Data lines:
☆ ☆ ☆ ☆

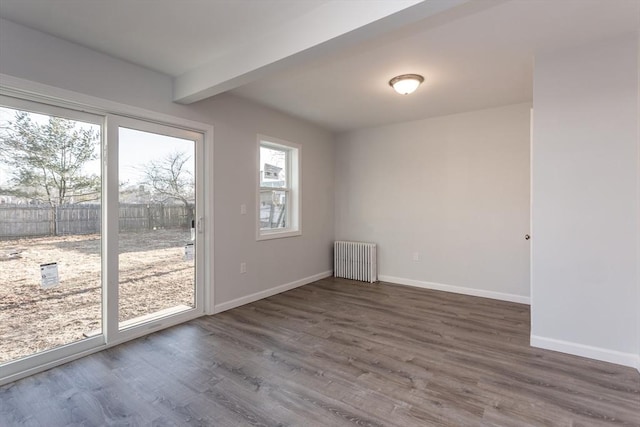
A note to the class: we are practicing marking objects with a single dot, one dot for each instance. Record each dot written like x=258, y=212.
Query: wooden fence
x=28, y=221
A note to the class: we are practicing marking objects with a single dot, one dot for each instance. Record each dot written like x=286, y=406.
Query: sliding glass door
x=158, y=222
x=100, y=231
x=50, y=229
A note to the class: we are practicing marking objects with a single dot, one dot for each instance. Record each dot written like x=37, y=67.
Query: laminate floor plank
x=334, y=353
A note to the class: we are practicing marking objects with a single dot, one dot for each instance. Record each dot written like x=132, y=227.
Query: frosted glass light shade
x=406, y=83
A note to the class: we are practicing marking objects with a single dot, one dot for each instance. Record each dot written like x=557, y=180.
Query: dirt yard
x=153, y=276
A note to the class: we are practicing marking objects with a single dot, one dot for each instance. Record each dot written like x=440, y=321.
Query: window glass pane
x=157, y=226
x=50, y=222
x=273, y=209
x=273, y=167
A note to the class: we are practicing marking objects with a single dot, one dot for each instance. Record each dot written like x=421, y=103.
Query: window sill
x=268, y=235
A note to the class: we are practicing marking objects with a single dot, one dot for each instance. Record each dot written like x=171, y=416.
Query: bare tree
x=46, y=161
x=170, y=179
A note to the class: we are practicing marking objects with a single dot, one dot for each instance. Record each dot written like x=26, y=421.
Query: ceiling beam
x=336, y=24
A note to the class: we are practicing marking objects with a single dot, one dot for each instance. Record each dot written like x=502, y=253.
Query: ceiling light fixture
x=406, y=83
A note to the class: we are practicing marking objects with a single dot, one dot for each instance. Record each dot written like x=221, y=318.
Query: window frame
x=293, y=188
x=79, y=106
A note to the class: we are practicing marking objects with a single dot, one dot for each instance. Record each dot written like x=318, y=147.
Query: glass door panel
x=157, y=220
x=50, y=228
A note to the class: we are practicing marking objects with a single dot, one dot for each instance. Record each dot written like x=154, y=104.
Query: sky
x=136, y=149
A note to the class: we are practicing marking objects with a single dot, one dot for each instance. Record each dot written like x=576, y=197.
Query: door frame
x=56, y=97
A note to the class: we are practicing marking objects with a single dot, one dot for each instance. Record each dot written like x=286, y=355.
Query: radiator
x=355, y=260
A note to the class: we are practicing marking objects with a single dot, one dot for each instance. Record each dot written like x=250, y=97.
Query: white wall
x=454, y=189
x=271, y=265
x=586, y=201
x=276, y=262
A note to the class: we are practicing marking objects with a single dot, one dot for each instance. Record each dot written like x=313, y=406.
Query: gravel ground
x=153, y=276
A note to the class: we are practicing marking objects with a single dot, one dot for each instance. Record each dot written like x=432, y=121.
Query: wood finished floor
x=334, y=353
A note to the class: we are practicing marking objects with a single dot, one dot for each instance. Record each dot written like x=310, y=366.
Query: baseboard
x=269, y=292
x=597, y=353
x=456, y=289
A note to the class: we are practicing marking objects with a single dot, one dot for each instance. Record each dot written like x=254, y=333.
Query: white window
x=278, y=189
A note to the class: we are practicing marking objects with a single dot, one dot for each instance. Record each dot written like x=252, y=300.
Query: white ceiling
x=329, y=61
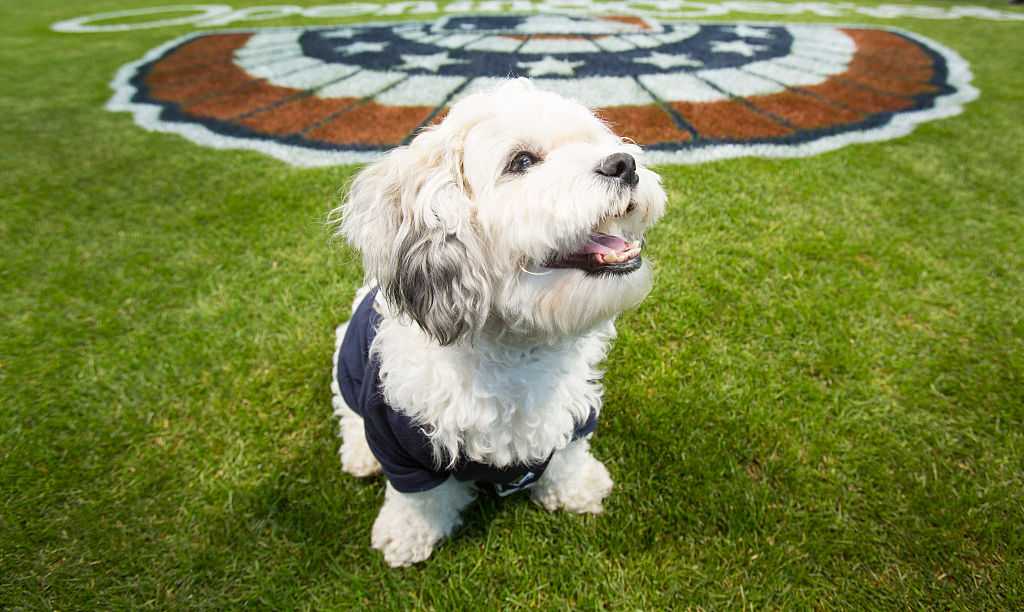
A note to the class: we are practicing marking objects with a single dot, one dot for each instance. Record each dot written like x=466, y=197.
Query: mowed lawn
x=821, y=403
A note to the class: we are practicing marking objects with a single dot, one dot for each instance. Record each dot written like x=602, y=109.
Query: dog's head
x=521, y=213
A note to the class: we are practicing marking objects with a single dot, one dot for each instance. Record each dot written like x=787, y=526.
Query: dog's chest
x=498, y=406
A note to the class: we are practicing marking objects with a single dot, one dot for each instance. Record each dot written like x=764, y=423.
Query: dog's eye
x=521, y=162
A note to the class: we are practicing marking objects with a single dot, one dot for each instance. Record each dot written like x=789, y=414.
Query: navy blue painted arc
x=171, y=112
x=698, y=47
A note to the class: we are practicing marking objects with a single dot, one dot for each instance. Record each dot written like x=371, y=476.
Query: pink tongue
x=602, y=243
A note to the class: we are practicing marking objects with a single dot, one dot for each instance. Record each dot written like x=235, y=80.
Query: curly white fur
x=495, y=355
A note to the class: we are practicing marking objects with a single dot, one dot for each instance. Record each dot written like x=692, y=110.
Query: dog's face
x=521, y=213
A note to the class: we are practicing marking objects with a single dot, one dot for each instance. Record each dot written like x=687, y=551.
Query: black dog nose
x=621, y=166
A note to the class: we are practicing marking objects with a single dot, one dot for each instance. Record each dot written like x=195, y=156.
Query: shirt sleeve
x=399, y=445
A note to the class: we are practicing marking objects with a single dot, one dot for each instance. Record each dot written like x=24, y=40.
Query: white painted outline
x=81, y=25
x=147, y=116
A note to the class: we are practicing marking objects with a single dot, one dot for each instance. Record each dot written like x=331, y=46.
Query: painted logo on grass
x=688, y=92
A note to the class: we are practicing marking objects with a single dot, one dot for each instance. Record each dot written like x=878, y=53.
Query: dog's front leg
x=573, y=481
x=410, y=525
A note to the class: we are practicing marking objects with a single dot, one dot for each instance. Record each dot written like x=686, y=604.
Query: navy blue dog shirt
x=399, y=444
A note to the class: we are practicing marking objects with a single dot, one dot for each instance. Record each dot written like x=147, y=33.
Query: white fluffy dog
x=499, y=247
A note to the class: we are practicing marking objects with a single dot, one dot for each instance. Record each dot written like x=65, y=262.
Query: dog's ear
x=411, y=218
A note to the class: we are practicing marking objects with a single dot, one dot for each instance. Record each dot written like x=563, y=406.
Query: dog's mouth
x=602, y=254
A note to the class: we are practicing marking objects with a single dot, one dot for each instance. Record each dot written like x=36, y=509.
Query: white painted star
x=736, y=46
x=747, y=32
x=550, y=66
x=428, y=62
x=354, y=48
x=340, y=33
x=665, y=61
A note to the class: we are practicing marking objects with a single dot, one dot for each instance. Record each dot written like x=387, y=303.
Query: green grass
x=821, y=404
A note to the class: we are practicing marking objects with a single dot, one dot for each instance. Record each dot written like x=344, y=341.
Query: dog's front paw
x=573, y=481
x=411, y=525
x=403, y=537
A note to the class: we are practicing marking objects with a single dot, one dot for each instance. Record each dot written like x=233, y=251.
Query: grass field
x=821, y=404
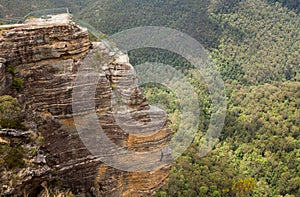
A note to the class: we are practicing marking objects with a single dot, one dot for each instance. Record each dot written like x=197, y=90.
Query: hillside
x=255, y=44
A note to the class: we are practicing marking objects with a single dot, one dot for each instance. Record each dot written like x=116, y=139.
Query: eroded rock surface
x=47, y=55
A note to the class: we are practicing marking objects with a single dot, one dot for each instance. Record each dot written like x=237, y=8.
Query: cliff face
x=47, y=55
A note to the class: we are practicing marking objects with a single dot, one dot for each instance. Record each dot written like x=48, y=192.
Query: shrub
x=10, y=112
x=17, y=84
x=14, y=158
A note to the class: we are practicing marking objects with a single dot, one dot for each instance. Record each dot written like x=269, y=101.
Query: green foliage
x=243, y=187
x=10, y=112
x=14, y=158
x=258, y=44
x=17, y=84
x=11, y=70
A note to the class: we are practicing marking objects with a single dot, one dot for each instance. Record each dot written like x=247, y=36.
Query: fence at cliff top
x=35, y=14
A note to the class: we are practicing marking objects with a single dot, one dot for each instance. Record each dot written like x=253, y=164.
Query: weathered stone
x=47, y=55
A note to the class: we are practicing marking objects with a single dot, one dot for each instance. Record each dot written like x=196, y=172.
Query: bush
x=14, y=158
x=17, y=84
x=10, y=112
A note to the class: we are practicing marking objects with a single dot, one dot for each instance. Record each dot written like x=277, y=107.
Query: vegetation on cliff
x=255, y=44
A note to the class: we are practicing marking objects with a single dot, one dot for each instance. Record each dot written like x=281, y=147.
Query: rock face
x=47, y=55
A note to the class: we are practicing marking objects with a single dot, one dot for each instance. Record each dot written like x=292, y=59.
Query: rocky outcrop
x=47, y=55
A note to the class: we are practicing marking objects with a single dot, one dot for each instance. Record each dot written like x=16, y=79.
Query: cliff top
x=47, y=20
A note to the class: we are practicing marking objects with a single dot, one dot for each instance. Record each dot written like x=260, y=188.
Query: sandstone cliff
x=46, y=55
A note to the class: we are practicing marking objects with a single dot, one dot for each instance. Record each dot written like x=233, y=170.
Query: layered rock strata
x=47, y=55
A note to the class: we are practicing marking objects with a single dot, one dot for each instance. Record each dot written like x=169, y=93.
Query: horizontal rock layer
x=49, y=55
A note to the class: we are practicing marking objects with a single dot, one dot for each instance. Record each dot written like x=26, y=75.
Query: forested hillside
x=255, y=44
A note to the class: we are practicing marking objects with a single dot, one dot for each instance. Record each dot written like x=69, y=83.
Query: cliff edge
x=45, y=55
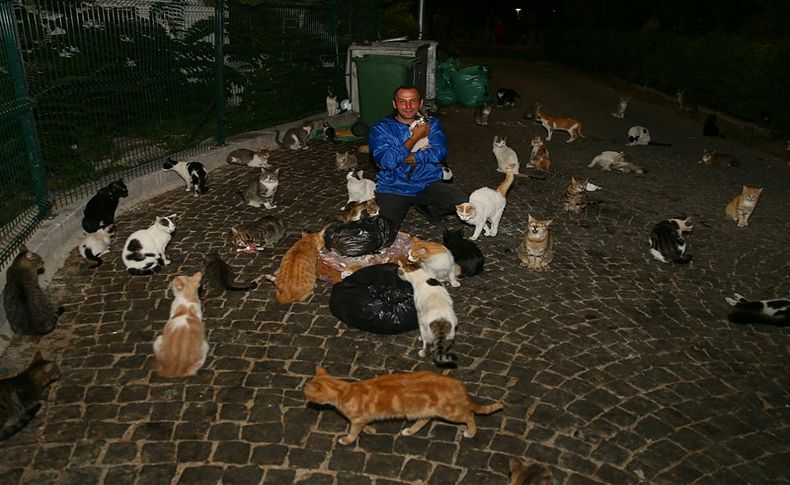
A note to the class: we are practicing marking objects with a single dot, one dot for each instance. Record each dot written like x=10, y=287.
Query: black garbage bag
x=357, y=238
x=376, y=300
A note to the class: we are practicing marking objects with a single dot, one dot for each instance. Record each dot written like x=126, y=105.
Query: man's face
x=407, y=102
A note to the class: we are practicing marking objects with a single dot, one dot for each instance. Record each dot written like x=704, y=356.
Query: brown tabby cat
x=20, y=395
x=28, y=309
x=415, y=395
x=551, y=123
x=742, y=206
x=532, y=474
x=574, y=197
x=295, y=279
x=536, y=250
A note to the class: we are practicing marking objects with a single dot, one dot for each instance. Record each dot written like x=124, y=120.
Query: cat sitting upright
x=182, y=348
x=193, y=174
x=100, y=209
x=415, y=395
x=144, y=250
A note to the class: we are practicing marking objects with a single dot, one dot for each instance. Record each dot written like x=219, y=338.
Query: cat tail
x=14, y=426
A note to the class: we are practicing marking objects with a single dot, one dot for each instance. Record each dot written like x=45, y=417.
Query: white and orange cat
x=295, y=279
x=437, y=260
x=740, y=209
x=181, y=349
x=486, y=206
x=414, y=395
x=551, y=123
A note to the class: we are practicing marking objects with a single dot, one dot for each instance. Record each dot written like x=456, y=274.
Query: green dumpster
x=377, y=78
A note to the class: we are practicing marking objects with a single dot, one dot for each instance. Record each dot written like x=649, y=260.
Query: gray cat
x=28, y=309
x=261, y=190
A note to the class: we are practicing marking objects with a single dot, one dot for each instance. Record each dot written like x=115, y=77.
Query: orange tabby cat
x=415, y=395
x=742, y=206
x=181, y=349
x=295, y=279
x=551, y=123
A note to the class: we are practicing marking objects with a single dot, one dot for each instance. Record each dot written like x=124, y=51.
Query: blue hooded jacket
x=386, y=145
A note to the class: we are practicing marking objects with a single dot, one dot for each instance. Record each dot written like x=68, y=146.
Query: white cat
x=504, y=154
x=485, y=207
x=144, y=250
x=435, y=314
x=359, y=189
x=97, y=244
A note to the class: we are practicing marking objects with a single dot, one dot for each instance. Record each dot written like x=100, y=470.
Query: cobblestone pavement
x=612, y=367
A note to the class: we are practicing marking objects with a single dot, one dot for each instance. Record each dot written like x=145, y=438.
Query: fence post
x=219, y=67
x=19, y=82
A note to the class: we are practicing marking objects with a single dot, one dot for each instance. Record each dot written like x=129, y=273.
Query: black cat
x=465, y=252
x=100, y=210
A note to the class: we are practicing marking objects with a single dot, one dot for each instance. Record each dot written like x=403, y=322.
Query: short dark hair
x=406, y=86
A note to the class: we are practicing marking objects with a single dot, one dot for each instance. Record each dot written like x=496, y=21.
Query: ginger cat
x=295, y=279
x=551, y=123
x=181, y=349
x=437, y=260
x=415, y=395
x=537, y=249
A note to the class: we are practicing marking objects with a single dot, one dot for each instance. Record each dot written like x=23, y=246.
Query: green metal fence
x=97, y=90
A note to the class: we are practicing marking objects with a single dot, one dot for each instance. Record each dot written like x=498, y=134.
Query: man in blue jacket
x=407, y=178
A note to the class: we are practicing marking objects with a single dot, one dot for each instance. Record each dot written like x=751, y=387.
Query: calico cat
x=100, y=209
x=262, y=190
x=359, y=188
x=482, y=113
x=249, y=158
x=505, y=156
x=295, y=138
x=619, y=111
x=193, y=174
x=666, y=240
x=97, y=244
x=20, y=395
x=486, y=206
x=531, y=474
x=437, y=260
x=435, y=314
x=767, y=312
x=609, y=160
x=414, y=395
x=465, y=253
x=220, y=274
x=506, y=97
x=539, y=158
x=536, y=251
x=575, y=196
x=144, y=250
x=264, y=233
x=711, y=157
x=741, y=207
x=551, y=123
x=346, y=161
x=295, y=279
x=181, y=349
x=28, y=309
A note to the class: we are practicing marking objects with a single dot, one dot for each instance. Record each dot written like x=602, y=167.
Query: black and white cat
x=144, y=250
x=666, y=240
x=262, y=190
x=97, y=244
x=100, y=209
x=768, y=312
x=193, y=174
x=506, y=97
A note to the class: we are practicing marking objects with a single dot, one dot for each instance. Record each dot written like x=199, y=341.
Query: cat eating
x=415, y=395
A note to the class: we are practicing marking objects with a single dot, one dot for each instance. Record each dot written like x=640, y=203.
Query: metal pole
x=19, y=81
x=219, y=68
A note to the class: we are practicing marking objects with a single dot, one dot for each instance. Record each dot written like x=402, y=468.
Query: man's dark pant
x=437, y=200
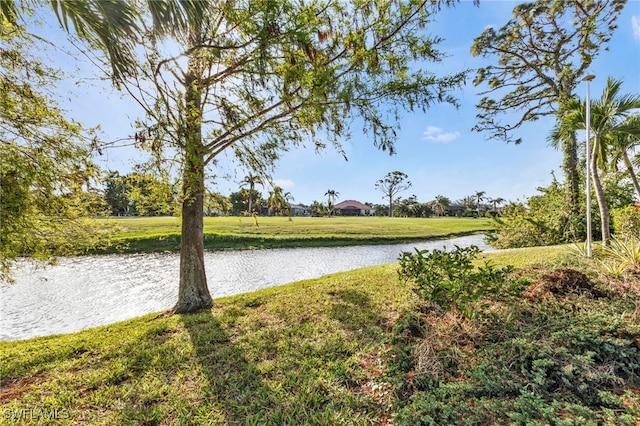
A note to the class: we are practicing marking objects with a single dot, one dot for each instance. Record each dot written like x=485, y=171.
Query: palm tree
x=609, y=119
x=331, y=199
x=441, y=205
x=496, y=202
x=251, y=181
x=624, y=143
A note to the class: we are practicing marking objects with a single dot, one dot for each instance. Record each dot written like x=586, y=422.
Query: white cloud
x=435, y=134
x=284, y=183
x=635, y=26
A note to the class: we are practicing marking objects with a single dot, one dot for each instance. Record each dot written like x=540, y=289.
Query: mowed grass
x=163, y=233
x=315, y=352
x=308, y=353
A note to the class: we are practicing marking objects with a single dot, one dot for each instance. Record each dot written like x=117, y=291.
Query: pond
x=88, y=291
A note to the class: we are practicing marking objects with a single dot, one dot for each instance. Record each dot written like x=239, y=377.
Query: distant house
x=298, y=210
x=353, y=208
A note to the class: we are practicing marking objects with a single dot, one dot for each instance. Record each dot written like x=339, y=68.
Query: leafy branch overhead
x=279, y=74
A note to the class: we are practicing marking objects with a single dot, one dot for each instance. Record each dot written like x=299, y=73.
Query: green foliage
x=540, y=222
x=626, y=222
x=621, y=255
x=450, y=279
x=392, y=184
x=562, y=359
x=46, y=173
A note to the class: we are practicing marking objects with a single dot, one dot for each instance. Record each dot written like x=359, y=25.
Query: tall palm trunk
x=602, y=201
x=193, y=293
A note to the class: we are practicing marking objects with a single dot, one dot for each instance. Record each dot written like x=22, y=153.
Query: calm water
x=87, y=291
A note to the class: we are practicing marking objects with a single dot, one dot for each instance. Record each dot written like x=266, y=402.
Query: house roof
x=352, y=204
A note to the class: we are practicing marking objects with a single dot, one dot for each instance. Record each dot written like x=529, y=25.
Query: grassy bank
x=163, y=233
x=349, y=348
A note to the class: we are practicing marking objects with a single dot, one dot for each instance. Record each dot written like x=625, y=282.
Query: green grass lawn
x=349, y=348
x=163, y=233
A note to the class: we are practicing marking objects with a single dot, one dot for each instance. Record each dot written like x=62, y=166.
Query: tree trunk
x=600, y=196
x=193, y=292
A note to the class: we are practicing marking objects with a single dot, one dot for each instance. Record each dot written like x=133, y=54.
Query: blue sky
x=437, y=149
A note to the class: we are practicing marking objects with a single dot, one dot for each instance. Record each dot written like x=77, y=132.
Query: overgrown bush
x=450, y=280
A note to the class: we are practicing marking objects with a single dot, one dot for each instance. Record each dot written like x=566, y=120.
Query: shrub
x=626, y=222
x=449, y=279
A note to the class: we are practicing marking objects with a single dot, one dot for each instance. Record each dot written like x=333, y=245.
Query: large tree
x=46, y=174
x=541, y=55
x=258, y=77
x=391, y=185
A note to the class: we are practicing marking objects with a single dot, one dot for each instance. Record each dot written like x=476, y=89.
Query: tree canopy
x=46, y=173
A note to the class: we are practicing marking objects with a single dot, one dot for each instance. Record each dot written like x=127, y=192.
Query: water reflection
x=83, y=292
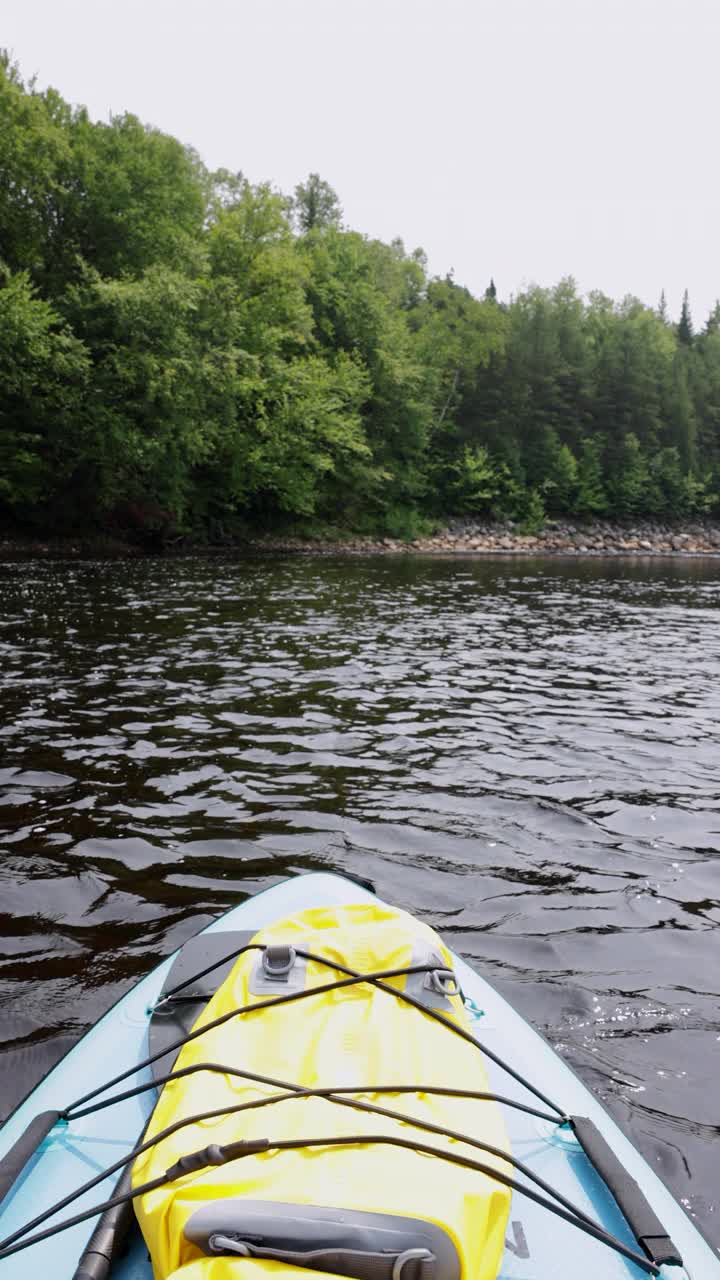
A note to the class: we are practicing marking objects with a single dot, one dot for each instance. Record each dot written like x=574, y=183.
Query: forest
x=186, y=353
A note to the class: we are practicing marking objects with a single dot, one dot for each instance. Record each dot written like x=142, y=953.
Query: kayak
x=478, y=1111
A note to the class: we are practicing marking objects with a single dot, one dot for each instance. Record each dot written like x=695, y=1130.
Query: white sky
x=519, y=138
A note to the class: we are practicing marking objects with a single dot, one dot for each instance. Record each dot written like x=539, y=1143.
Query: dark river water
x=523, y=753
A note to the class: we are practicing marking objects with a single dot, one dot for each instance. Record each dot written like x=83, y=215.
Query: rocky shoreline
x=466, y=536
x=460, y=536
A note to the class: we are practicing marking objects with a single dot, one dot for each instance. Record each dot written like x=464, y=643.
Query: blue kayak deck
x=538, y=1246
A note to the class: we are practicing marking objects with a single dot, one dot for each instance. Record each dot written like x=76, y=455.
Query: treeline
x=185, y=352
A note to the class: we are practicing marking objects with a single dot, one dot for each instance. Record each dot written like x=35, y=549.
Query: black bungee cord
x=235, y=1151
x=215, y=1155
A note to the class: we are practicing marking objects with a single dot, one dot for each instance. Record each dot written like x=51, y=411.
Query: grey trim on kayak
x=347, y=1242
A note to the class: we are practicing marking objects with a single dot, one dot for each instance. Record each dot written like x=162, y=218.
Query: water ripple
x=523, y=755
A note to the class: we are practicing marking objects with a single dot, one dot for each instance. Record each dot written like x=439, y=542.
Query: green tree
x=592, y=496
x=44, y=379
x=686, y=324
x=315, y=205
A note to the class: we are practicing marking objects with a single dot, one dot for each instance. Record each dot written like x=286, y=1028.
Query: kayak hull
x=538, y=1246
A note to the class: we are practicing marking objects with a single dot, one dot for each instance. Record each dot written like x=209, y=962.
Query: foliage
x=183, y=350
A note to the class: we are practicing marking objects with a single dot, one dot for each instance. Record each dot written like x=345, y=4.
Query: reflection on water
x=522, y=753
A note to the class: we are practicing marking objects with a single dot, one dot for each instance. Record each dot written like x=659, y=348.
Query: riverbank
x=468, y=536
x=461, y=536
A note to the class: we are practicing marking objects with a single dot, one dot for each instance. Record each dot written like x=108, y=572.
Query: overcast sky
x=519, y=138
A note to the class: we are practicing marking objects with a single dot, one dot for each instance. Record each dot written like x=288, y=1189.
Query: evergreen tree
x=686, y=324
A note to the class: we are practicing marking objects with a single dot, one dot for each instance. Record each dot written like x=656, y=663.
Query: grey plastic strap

☆ ☆ ☆ ☆

The task: Recast the lines above as a Markdown table with the columns Row and Text, covering only the span from the line that contains "like x=51, y=411." up to and including the line that contains "x=523, y=755". Number each row and omit any blank lines.

Written response:
| Row | Text |
|---|---|
| 1 | A note to the class: we are practicing marking objects with a single dot, one dot for each instance. Record each dot written like x=51, y=411. |
| 2 | Query: grey trim on kayak |
| 3 | x=347, y=1242 |
| 4 | A note to the class: we are practicing marking objects with a single dot, one dot for each instance. Record each dot written like x=162, y=218. |
| 5 | Query: water ripple |
| 6 | x=523, y=755 |